» **Your instructions**: Please put the following items into a numbered list, leaving out any blank lines.
— START OF Data lines —
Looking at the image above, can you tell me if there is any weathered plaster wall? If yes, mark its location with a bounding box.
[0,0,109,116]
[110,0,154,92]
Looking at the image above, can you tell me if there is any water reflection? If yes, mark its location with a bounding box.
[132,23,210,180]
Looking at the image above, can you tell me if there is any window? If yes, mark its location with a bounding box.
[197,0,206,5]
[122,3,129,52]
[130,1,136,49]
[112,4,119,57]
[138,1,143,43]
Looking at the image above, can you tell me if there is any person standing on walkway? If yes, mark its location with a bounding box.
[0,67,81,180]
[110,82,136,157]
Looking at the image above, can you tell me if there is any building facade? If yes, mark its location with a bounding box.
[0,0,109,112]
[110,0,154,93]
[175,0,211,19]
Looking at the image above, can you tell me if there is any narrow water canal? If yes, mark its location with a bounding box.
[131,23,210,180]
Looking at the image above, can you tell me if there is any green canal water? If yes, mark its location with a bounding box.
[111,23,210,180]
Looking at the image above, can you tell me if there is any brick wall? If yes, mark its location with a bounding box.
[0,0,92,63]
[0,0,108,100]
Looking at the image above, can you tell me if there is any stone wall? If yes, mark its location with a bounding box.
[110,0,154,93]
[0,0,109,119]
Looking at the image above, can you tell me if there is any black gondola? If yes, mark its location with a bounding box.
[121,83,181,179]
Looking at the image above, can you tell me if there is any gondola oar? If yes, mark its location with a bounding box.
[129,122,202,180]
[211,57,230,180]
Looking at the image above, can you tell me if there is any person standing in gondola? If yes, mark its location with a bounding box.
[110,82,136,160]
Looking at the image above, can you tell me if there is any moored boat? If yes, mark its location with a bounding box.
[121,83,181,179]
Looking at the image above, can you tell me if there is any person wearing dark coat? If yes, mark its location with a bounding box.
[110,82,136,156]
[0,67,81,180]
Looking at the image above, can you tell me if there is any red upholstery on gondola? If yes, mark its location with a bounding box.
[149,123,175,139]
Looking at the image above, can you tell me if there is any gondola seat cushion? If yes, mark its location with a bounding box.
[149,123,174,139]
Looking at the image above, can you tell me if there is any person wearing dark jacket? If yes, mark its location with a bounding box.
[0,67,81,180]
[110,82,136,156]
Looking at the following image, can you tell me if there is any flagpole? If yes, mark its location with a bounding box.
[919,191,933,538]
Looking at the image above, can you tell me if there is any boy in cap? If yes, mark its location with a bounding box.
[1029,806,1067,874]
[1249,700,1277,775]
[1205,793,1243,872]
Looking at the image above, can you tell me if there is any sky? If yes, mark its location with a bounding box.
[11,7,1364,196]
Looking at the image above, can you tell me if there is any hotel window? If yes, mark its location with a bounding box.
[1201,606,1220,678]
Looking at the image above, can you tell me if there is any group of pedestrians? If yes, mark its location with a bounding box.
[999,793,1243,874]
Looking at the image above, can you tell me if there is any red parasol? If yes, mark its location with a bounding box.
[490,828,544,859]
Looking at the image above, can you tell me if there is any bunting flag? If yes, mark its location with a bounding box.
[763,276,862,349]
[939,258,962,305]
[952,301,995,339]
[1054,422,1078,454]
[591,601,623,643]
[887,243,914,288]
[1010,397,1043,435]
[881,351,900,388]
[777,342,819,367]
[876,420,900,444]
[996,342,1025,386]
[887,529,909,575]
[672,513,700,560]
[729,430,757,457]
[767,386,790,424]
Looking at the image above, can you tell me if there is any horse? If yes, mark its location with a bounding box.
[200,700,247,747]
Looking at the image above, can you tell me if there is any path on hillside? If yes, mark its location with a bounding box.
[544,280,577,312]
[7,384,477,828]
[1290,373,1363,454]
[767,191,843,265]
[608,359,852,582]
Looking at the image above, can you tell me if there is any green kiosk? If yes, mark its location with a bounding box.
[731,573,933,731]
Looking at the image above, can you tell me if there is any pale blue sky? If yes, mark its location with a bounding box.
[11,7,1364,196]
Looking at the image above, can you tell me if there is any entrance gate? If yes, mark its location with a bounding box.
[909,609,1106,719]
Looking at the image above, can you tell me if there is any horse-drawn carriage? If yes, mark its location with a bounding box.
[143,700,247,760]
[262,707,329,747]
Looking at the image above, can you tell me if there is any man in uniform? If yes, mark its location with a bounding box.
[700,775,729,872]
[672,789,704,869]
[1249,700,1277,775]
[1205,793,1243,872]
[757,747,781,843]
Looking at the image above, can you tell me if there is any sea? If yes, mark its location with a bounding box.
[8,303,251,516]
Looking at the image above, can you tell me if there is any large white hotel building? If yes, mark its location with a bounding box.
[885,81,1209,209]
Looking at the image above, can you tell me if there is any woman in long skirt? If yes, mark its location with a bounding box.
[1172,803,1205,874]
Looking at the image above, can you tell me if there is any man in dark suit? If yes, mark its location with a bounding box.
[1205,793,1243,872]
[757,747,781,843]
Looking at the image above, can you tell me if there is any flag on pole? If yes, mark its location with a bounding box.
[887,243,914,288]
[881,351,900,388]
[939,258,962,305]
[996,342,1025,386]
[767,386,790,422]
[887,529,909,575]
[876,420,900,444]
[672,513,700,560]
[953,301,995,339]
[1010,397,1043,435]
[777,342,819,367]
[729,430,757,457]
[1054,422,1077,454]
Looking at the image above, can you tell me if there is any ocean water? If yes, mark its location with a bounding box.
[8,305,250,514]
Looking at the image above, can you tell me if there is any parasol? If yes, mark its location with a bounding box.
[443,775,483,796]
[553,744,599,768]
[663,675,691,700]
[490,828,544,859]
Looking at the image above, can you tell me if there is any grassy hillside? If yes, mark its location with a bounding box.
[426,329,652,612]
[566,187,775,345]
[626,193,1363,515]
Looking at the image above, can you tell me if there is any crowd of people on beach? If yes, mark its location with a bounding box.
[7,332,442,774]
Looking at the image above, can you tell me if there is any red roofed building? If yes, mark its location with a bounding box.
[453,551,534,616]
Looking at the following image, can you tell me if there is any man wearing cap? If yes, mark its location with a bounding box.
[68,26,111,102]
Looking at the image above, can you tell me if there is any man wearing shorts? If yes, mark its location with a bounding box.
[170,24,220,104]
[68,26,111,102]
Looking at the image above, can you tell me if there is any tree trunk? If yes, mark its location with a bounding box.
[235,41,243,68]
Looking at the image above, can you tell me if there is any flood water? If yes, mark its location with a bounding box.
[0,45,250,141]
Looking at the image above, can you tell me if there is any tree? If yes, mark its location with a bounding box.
— END OF Data lines —
» **Expected output**:
1. Looking at the image above, can you tell me if there is any weathered plaster wall? If yes, mark its location with a bounding box.
2. [0,0,109,116]
3. [110,0,154,92]
4. Looking at the image above, can you tell me if there is any water reflection? If yes, mark its location with a bounding box.
5. [132,23,210,180]
6. Looking at the image above, can you tell me if there is any window? If yes, mark its location with a bounding box.
7. [197,0,206,5]
8. [122,3,129,52]
9. [130,1,136,49]
10. [112,4,119,57]
11. [138,1,143,43]
12. Looking at the image above, can you tell me if there is any person standing on walkway? If yes, mark its location with a bounding box.
13. [0,67,81,180]
14. [110,82,136,157]
15. Looking at the image above, can you tell me if there is any building facade? If yes, mark its location with a bounding box.
16. [0,0,109,112]
17. [110,0,154,93]
18. [175,0,211,19]
19. Looking at the image above, can you tell me if there is any narrow water canal? If yes, mark its location with a bounding box.
20. [131,23,210,180]
21. Looking at the image above, can you tell me if there is any green canal water? If yes, mark its location with a bounding box.
22. [111,23,210,180]
23. Looking at the image above, can you tell me if there is any brick wall? If yes, mark its location with a bounding box.
24. [0,0,92,63]
25. [0,0,108,100]
26. Looking at the image above, can you tell me if there is any stone wall? If yes, mark its location with a bounding box.
27. [110,0,154,93]
28. [0,0,109,119]
29. Looking at the image above, can you tell me if there is any black gondola? If yes, mark its location with a bounding box.
30. [121,83,181,179]
31. Looking at the image above, can you tell me if there is any gondola oar? If yes, mark its location with a bounding box.
32. [129,122,202,180]
33. [211,57,230,180]
34. Looking at the image above, can you tell me if there is any person standing in gondola? If yes, mark its location with a bounding box.
35. [110,82,136,160]
36. Looking at the image above, can you tell me if there is any moored boat? If yes, mark its location with a bounding box.
37. [121,83,181,179]
38. Looking at the image above, can you tell me if there is any person wearing dark coat? If yes, mark its location with a bounding box.
39. [110,82,136,156]
40. [0,67,81,180]
41. Looking at the image above, can you tell me if there is any red upholstery on gondola? If yes, mark its location with a bounding box.
42. [149,123,175,139]
43. Looking at the image above, can you tell me if there is any gondola seat cushion? If yes, mark its location with a bounding box.
44. [149,123,174,139]
45. Looking at the image above, can you tell me if there is any person wearing dark jacket? If yes, mark its location with a bounding box.
46. [0,67,81,180]
47. [110,82,136,156]
48. Looking at the following image, can you tell me if there is any flagpole? If yes, mark its location with a bounding box.
49. [919,191,933,538]
50. Looking at the image above, can you tell me if there is any boy in cap? If yes, mark its location with a bounding box.
51. [1029,806,1067,874]
52. [1249,700,1277,775]
53. [1205,793,1243,872]
54. Looking at the image above, can you tell me if there is any sky? If yes, mark its location with a bounding box.
55. [11,7,1364,196]
56. Looking at the image above, can you tell me if there is any hotel window? If yes, mark its location with a bounding box.
57. [1201,606,1220,678]
58. Looking at the image above, can you tell me if there is any group of pedestrians? If yes, mark its location with a bounding box.
59. [999,793,1243,874]
60. Looking at the image above, can you tell me if there is any red parasol? If yes, mark its location with a bounding box.
61. [490,828,544,859]
62. Looking at the image above, can you tell me if there is any bunting flag? If yes, mark its location with a bounding box.
63. [763,276,862,349]
64. [939,258,962,305]
65. [952,301,995,339]
66. [1054,422,1078,454]
67. [591,601,623,643]
68. [887,243,914,288]
69. [1010,397,1043,435]
70. [881,351,900,388]
71. [777,342,819,367]
72. [876,420,900,444]
73. [996,342,1025,386]
74. [887,529,909,575]
75. [672,513,700,560]
76. [729,430,757,457]
77. [767,386,790,424]
78. Looking at the image above, can you tell me if there is any horse? If yes, mark its location with a bounding box.
79. [200,700,247,747]
80. Looking at the image above, can you tell me if there is any path on hillside? If yes, mark its location with a bounding box.
81. [544,280,577,312]
82. [7,384,477,828]
83. [1290,373,1363,454]
84. [767,191,843,265]
85. [608,359,852,582]
86. Looking at the image above, can you tell me if there is any green kiosk? If yes, mark its location with a bounding box.
87. [731,573,933,731]
88. Looking at the image above, can you tell me if there is any pale blue sky? If yes, mark its location with a bounding box.
89. [11,7,1364,196]
90. Looking at the image above, can you tell me if there is any entrance gate? If yes, mark its location with a bounding box.
91. [909,609,1106,719]
92. Looking at the image above, can you tell me if there is any horse-drawn carriage? If yes, mark its location with a bounding box.
93. [143,700,247,760]
94. [262,707,329,747]
95. Looking at the image above, can you tell me if there is any man in uniform? If yes, mark its location with a bounding box.
96. [700,775,729,872]
97. [672,789,704,869]
98. [1249,700,1277,775]
99. [1205,793,1243,872]
100. [757,747,781,843]
101. Looking at the image above, can you tell me if there is any sea? If yes, mark its location with a bounding box.
102. [8,303,251,516]
103. Looking at the image above, can you tell me if there is any large white hotel building? If yes, mark its location with a bounding box.
104. [885,81,1209,209]
105. Looking at the image above, can you tell me if there is any woman in long skirt? If yes, mark its location with a bounding box.
106. [1172,803,1205,874]
107. Looking at the image above, can you tell me if there is any man in dark suit? If yes, mark its location with a bounding box.
108. [1205,793,1243,872]
109. [757,747,781,843]
110. Looking at the image above, can you tell me if there is any flag on pole? If yes, mark its location with a bounding box.
111. [887,243,914,288]
112. [881,351,900,388]
113. [939,258,962,305]
114. [996,342,1025,386]
115. [767,386,790,422]
116. [887,529,909,575]
117. [876,420,900,444]
118. [672,513,700,560]
119. [953,301,995,339]
120. [1010,397,1043,435]
121. [777,342,819,367]
122. [729,430,757,457]
123. [1054,422,1077,454]
124. Looking at the image above, can you tell me if there is any ocean water? If yes, mark its location with a bounding box.
125. [8,305,250,514]
126. Looking at the image above, can you tell me if there is any parasol? If yes, mark its location with a bounding box.
127. [443,775,483,796]
128. [553,744,599,768]
129. [663,675,691,700]
130. [490,828,544,859]
131. Looking at the image above, can you tell me if there is any grassy hillside? If yes, mark its location with a bounding box.
132. [426,329,652,612]
133. [566,187,775,345]
134. [626,193,1363,515]
135. Looking at the image above, can you tell me if there is any crowd of people on beach? If yes, mark its location with a bounding box.
136. [7,332,442,774]
137. Looking at the image above, can you tell me if there is any red roofed building? If yes, mark its location with a bounding box.
138. [453,551,534,616]
139. Looking at the following image, can you tell me if there is any man wearing cap? If yes, mark its location with a bounding box.
140. [68,26,111,102]
141. Looking at the image above, can you tell me if there is any man wearing shorts? If yes, mark its location with a bounding box.
142. [170,24,220,104]
143. [68,26,111,102]
144. Looking at the image above, can you tell me if there is any tree trunk? If yes, mark its location with a bounding box.
145. [235,41,243,68]
146. Looking at the image above, can you tell me if there is any flood water? If yes, mark its location with a bounding box.
147. [0,45,250,141]
148. Looking at the image above, can you tell me if there is any tree? If yes, mark its location with a bounding box.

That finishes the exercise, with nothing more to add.